Given problem: Write out every line of the records below as a numbered list, omitting any blank lines.

Data provided:
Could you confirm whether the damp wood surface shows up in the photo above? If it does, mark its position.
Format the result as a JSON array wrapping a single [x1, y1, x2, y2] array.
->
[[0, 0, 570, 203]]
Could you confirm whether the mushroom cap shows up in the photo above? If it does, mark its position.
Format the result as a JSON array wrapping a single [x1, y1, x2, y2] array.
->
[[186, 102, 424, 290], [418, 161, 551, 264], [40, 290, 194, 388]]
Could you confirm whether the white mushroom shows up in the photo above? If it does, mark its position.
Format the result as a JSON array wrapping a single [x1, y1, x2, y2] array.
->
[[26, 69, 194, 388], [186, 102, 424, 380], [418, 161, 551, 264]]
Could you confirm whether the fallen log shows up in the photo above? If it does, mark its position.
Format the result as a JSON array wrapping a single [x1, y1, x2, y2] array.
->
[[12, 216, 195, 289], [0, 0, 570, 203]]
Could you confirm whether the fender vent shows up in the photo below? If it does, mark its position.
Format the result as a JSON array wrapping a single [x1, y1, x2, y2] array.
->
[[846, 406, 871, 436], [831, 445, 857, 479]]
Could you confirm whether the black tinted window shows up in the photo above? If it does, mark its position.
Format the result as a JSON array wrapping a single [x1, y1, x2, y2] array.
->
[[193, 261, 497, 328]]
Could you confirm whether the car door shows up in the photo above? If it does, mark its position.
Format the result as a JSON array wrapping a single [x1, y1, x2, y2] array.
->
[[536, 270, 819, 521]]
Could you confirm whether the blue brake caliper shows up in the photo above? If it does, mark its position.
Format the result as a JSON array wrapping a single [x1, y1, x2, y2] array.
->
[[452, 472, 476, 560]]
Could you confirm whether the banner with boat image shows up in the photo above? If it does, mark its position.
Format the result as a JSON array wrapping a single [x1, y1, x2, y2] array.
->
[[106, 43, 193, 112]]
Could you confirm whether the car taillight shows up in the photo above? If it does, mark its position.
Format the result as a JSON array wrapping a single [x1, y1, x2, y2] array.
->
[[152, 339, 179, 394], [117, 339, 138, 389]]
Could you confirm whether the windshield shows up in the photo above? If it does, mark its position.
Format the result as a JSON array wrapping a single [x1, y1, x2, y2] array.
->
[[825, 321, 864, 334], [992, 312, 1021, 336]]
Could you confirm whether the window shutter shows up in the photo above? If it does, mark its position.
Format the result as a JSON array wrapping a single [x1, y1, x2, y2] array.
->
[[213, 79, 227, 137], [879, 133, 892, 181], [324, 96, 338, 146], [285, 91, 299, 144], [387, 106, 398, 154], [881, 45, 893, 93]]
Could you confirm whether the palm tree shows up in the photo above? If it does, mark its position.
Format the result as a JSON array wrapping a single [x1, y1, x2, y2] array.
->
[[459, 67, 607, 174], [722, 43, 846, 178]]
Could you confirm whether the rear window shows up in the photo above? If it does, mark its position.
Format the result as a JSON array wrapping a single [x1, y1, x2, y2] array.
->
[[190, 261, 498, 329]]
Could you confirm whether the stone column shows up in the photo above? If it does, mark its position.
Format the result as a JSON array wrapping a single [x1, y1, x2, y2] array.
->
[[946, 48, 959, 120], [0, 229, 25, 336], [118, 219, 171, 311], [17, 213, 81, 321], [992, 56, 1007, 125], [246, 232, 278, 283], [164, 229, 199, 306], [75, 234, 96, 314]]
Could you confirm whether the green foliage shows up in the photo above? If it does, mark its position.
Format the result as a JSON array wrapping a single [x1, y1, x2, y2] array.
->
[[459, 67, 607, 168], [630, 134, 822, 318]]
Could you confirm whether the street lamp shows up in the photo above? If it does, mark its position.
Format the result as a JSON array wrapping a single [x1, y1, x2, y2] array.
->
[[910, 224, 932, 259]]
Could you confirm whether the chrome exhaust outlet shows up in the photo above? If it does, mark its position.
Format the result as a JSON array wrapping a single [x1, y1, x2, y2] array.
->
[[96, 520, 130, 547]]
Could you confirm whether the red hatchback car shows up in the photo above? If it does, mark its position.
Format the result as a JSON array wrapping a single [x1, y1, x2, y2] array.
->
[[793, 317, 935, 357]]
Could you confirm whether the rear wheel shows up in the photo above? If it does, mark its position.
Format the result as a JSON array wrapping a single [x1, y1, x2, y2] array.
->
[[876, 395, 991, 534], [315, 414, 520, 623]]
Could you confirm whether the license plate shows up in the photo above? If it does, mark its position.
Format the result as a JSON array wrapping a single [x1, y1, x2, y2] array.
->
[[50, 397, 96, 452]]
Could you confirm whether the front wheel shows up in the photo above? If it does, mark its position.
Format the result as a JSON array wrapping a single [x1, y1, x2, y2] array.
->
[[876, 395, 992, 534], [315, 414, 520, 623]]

Written answer:
1. Could you confirm whether the damp wood surface shows up in the photo above? If it does, mark its position.
2. Format the result as a JSON array wrapping a single [x1, y1, x2, y2] array.
3. ->
4. [[0, 0, 570, 203]]
5. Could you confirm whether the mushroom cap shows up in the photo above? If it does, mark its position.
6. Format the result as a JSON array wrapping a single [x1, y1, x2, y2] array.
7. ->
8. [[186, 102, 424, 290], [418, 161, 551, 264], [40, 290, 194, 388]]
9. Could you confirm whether the white mushroom shows up in the photo above? If it does, mark its position.
10. Format the result as a JSON array wrapping a single [x1, y1, x2, y2] array.
11. ->
12. [[26, 69, 194, 388], [186, 102, 424, 380], [418, 161, 551, 264]]
13. Could you confirm whether the fallen log shows up in the photo above? If it does, mark its position.
14. Format the result as a JSON array wrapping a single [x1, y1, x2, y2] array.
15. ->
16. [[12, 216, 195, 289], [0, 0, 570, 203]]
17. Could you confirm whether the fender vent shows up in the photo below? If it does, mark its position.
18. Format the result as a JSON array wrapping a single [x1, y1, x2, y2] array.
19. ->
20. [[846, 406, 871, 436], [831, 445, 857, 479]]
21. Could you confirm whether the black tinted window shows up in the photo above? If it does, mark its position.
22. Format the result as a JSON array wrapping a single [x1, y1, x2, y2] array.
23. ->
24. [[193, 261, 497, 328]]
25. Could you confirm whether the car door shows up in the photo above? If it does, mark its position.
26. Format the result as a JSON array wrapping a single [x1, y1, x2, y2] array.
27. ->
28. [[536, 270, 819, 521]]
29. Could you confirm whether the blue brake caliper shows up in the photo above? If it does, mark its position.
30. Format the result as a JSON array wrapping a single [x1, y1, x2, y2] array.
31. ->
32. [[452, 472, 476, 560]]
33. Could you confirm whether the banner with boat image shows up in the photo above? If it does, mark its position.
34. Format the result as a JSON array wrapping a single [x1, y1, x2, y2] array.
35. ->
36. [[106, 43, 193, 112]]
37. Could you confirm whether the car taillight shows up in the photo above? If it does, mark its position.
38. Format the result as a JSON array wrapping a single [x1, y1, x2, y2] array.
39. ->
40. [[152, 339, 179, 394], [117, 339, 138, 389]]
41. Could you confirm whether the windshield shows up in the photo above? If it does, mark its position.
42. Format the result as a JSON array wrapping a single [x1, y1, x2, y2] array.
43. ->
44. [[825, 321, 864, 334], [992, 312, 1021, 336]]
45. Could you confirm whether the window shutter shows up in the photo above? If it does, mark its position.
46. Format the result as a JSON array wrapping a single [x1, y1, x2, y2] array.
47. ->
48. [[213, 79, 227, 137], [879, 133, 892, 181], [324, 96, 338, 146], [285, 91, 299, 144], [387, 106, 398, 154], [881, 45, 893, 93]]
49. Could you confirm whether the palm tree shows up in the photo above? If it does, mark its position.
50. Format the result as a JSON array wrapping a single [x1, y1, x2, y2] array.
51. ->
52. [[459, 67, 607, 174], [722, 43, 846, 178]]
53. Could you confirm whether the rear window shows up in the photo above? If it does, mark its position.
54. Format the result as a JSON array wrapping a single [x1, y1, x2, y2] array.
55. ->
56. [[190, 261, 498, 329]]
57. Could you confirm whether the stone column shows up in the photo above? If it does, mark its position.
58. Format the result as a JSON array wrapping a single [x1, y1, x2, y2] array.
59. ->
60. [[946, 48, 959, 120], [0, 229, 25, 336], [118, 219, 171, 311], [17, 213, 81, 321], [992, 56, 1007, 125], [246, 232, 278, 283], [164, 229, 199, 306], [75, 234, 96, 314]]
61. Could you confirm whether the green foliage shows up in the photo above? If it does, mark its position.
62. Format the result as a JSON array wrapping a single [x1, y1, x2, y2] array.
63. ->
64. [[459, 67, 607, 168], [630, 134, 822, 318]]
65. Could you confirm whether the street lamp shows up in the photo above? If it does, mark its position.
66. Format the result as a JSON array wrapping a single [x1, y1, x2, y2] array.
67. ->
68. [[910, 224, 932, 259]]
69. Could you confirm whether the chrome exhaust outlet shows up in the photo above? If it does, mark its position.
70. Format the result as a JSON array wrapping a single [x1, y1, x2, y2] array.
71. ->
72. [[96, 520, 130, 547]]
73. Could you confirm whether the red hatchback car shows up in the photo above? If it does, mark its position.
74. Format the result as a JSON array wrapping a single [x1, y1, x2, y2] array.
75. ->
76. [[793, 317, 935, 357]]
77. Could you confirm whether the rear wheel shows up in the photo above? If it does, mark its position.
78. Format the result as a JSON array wrapping a single [x1, y1, x2, y2] array.
79. ->
80. [[876, 395, 991, 534], [315, 414, 520, 623]]
81. Could you confirm whether the license plate shows up in the photo above? If it does, mark its position.
82. Format the result as a JSON array wrapping a single [x1, y1, x2, y2] array.
83. ->
84. [[50, 397, 96, 452]]
85. Could you confirm whether the front wheel shows up in the photo above? If it does, mark its position.
86. Format the result as a JSON array wrapping a single [x1, y1, x2, y2] array.
87. ->
88. [[876, 395, 992, 534], [315, 414, 520, 623]]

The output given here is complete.